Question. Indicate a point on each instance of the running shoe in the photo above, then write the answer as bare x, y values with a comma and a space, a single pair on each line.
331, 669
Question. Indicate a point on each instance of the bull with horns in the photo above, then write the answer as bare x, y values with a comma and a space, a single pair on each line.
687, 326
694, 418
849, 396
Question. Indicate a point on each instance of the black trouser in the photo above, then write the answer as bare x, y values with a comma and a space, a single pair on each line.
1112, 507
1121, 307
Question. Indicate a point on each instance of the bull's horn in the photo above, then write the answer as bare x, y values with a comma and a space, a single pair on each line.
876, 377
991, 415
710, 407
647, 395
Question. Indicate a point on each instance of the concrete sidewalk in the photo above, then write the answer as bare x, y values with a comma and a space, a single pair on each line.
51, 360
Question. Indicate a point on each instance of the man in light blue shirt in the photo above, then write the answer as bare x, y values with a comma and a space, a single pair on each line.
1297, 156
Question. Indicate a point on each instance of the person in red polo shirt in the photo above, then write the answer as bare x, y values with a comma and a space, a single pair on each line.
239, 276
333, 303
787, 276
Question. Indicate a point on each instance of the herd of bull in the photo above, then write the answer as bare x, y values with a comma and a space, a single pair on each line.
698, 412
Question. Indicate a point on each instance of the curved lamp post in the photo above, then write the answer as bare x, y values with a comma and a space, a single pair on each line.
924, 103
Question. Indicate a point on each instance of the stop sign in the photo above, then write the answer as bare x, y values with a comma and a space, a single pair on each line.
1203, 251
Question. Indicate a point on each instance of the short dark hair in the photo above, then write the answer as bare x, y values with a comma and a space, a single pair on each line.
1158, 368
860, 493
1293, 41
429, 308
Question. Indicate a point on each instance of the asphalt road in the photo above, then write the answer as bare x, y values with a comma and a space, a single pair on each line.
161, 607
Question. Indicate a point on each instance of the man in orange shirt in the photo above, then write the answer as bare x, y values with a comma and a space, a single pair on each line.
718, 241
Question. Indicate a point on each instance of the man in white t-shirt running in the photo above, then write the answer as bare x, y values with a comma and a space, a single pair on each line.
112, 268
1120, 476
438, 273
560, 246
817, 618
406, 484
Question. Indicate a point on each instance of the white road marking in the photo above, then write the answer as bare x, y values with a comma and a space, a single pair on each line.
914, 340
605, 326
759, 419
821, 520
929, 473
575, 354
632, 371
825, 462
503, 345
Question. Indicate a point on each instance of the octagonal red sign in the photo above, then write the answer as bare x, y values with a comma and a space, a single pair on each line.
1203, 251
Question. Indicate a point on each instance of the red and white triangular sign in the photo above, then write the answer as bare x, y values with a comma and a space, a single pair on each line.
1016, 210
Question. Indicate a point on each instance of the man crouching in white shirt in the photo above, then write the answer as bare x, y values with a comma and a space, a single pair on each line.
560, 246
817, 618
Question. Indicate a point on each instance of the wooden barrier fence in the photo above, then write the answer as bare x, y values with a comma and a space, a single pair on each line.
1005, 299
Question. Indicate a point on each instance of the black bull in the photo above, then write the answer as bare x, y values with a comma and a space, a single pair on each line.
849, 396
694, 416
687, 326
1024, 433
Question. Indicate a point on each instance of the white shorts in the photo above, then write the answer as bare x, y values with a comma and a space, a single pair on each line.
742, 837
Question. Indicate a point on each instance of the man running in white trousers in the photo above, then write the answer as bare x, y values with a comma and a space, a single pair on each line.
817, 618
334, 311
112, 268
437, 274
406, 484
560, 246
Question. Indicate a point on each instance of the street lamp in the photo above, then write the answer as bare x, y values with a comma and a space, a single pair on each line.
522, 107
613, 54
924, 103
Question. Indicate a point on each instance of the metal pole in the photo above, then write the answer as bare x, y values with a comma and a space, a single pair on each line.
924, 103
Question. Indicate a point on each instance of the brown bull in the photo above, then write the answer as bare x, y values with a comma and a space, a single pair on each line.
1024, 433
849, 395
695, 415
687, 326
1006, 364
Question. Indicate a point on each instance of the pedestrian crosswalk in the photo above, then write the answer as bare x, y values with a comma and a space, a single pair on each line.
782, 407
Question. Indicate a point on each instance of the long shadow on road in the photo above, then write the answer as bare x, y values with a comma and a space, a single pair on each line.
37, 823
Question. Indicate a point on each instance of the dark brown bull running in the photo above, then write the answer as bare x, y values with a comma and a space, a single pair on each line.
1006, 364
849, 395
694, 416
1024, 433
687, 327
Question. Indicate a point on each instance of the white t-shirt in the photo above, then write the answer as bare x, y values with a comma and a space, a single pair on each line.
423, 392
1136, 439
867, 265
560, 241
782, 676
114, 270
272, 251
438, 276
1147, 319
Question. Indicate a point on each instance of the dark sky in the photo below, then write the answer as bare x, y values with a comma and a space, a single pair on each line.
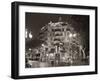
35, 21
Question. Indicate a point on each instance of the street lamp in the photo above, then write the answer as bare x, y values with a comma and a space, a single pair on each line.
30, 35
26, 33
70, 35
74, 35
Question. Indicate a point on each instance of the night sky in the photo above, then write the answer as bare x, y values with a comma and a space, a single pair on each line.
35, 21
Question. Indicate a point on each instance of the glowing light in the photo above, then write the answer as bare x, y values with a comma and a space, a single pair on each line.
30, 49
70, 35
26, 34
43, 45
74, 35
30, 35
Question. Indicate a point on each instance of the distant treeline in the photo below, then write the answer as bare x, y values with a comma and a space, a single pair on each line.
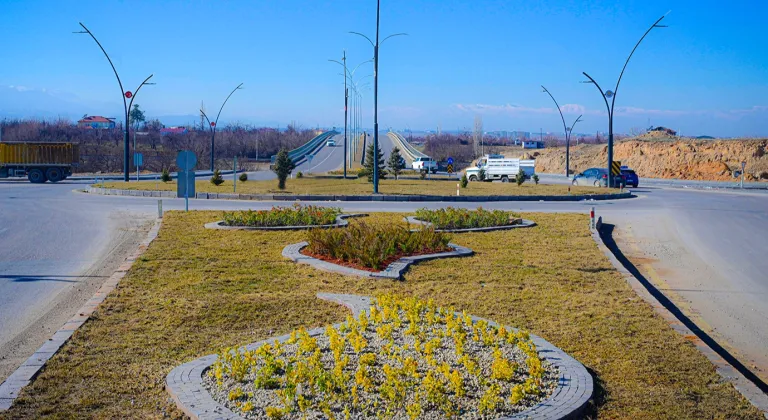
101, 150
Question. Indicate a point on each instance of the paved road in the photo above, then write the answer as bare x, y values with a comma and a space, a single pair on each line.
326, 158
706, 248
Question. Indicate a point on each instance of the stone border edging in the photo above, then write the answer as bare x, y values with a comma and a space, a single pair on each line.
568, 400
523, 223
393, 271
340, 222
26, 373
398, 198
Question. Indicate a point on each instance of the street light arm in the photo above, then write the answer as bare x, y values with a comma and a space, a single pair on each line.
210, 127
393, 35
122, 91
591, 80
565, 126
225, 102
369, 39
136, 92
655, 24
574, 124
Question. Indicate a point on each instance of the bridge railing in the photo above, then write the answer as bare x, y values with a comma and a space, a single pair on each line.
300, 153
410, 152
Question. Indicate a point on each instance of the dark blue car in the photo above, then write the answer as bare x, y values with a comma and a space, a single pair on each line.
630, 176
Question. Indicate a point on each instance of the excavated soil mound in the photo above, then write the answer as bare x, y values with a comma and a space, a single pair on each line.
708, 160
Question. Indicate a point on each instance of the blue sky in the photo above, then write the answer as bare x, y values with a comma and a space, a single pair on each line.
705, 74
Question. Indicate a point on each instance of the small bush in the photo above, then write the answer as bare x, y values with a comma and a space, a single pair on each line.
374, 246
520, 177
216, 179
297, 215
453, 218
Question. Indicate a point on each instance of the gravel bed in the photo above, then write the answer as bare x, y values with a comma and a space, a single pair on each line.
351, 395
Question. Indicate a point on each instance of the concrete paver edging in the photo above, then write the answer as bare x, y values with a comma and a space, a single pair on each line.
398, 198
10, 388
523, 223
748, 389
568, 400
393, 271
340, 222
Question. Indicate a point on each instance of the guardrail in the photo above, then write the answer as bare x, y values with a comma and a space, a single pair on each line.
411, 153
298, 154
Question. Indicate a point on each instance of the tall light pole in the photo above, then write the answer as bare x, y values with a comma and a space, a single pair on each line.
126, 95
212, 124
376, 93
347, 76
567, 134
612, 96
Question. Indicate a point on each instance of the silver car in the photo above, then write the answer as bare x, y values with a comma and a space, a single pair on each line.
596, 177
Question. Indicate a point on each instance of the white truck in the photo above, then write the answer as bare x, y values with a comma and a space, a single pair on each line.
424, 163
496, 167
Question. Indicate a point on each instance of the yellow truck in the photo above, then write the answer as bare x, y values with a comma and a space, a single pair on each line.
39, 162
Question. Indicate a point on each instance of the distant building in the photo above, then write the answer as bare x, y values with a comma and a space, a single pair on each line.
97, 122
173, 130
533, 144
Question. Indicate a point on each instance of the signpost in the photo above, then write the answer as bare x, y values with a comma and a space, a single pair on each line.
186, 161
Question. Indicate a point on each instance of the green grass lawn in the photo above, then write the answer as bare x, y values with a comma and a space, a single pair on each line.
197, 290
331, 186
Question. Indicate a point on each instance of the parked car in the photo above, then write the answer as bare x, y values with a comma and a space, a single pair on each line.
630, 176
424, 164
597, 177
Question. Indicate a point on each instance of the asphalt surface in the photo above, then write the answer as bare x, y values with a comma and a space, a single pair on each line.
706, 248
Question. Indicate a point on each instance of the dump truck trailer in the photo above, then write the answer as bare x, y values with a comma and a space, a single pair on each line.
39, 162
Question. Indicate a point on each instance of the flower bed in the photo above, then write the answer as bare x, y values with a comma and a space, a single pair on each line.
371, 246
453, 218
297, 215
405, 358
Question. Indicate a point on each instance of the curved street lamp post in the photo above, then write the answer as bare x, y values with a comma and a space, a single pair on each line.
212, 124
126, 95
612, 96
568, 133
376, 91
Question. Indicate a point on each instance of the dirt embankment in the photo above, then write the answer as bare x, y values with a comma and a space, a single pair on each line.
710, 160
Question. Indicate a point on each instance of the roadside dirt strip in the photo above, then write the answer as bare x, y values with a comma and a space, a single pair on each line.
729, 368
20, 378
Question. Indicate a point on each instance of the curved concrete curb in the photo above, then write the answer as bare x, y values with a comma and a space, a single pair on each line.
568, 400
393, 271
522, 224
399, 198
26, 373
340, 222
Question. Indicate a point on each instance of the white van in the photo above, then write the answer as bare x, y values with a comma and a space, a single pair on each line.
501, 169
424, 163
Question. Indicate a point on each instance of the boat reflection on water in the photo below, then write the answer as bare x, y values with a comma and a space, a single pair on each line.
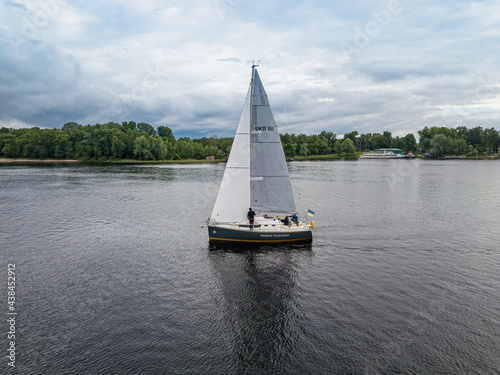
257, 300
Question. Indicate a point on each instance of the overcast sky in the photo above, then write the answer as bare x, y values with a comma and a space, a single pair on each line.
329, 65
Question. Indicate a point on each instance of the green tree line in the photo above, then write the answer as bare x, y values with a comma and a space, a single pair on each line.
102, 142
141, 141
442, 141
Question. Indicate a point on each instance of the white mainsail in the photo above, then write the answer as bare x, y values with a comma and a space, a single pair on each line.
256, 174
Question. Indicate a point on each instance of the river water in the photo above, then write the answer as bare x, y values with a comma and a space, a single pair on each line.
114, 273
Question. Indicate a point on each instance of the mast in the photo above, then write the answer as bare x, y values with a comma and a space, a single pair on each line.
252, 80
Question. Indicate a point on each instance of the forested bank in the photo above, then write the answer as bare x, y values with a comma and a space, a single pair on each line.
141, 141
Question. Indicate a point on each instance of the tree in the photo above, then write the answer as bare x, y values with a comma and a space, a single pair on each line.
347, 147
439, 145
146, 128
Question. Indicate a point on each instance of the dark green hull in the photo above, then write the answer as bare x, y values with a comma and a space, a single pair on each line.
216, 233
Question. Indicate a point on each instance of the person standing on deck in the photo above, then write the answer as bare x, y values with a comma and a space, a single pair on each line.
250, 215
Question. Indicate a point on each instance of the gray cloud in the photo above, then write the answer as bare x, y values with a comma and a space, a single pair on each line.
365, 66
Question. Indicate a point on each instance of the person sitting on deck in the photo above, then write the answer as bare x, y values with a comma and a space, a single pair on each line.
250, 215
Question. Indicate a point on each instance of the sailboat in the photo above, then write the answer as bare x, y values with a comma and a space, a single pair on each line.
256, 180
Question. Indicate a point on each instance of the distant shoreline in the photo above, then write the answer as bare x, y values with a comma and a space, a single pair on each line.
9, 161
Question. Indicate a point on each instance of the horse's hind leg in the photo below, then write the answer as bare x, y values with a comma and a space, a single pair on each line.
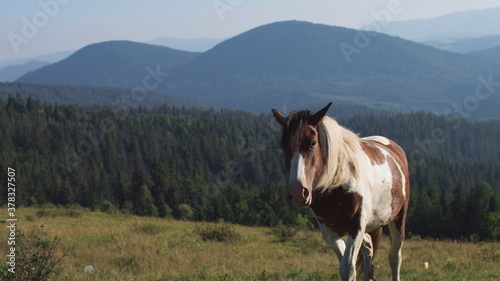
395, 256
367, 250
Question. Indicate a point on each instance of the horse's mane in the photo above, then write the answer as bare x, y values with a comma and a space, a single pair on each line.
341, 156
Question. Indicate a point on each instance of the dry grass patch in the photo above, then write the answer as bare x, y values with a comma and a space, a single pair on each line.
123, 247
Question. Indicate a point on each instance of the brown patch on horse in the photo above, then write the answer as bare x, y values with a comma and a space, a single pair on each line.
399, 203
373, 152
339, 210
376, 235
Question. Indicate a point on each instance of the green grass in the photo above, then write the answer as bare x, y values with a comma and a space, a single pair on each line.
123, 247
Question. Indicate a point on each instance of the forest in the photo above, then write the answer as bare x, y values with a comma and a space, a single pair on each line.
208, 164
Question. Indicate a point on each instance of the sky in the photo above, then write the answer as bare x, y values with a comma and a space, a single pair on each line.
34, 27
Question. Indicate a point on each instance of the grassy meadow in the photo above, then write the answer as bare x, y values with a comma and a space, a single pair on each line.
124, 247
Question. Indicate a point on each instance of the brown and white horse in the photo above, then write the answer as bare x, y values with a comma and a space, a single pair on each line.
353, 185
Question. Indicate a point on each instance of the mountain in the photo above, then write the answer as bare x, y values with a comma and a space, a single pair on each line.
50, 58
465, 45
297, 64
290, 65
473, 23
114, 63
119, 98
190, 45
492, 54
13, 72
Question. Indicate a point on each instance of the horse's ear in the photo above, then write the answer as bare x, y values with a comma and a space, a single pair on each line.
279, 117
316, 118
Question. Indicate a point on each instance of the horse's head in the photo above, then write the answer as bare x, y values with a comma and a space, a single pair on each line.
302, 146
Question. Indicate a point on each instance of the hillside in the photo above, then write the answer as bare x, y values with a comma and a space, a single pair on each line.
88, 95
140, 248
113, 63
472, 23
203, 164
296, 64
492, 54
12, 72
289, 65
190, 45
465, 45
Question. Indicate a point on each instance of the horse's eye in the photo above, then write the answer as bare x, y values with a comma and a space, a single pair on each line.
312, 145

= = = = = = =

## Exercise instructions
Set down nothing but the lines from the one with "Question. Indicate a point on each instance of the horse's ear" through the end of the records, keeping each line exactly as written and including both ends.

## The solution
Question. Indicate a point on each instance of the horse's ear in the photo above, then write the answer as bare x, y values with a comma and a space, a single pair on each line.
279, 117
316, 118
Question. Indicate a point on each instance of the horse's head in the photo above, then write the answer as bare x, y values with a comma and a space, a single pair on each line.
302, 146
Question. Indicate a point on each instance of the hillside in the photo above, then write the answer as bare x, y values with a comma and a space, a single pair on each line.
88, 95
140, 248
113, 63
472, 23
203, 164
296, 64
492, 54
12, 72
289, 65
190, 45
465, 45
Question. Indicate a point on each instance of the horse's eye in the photo above, then write the answer as bare x, y values with a comma and a space, a single pair on each line.
312, 145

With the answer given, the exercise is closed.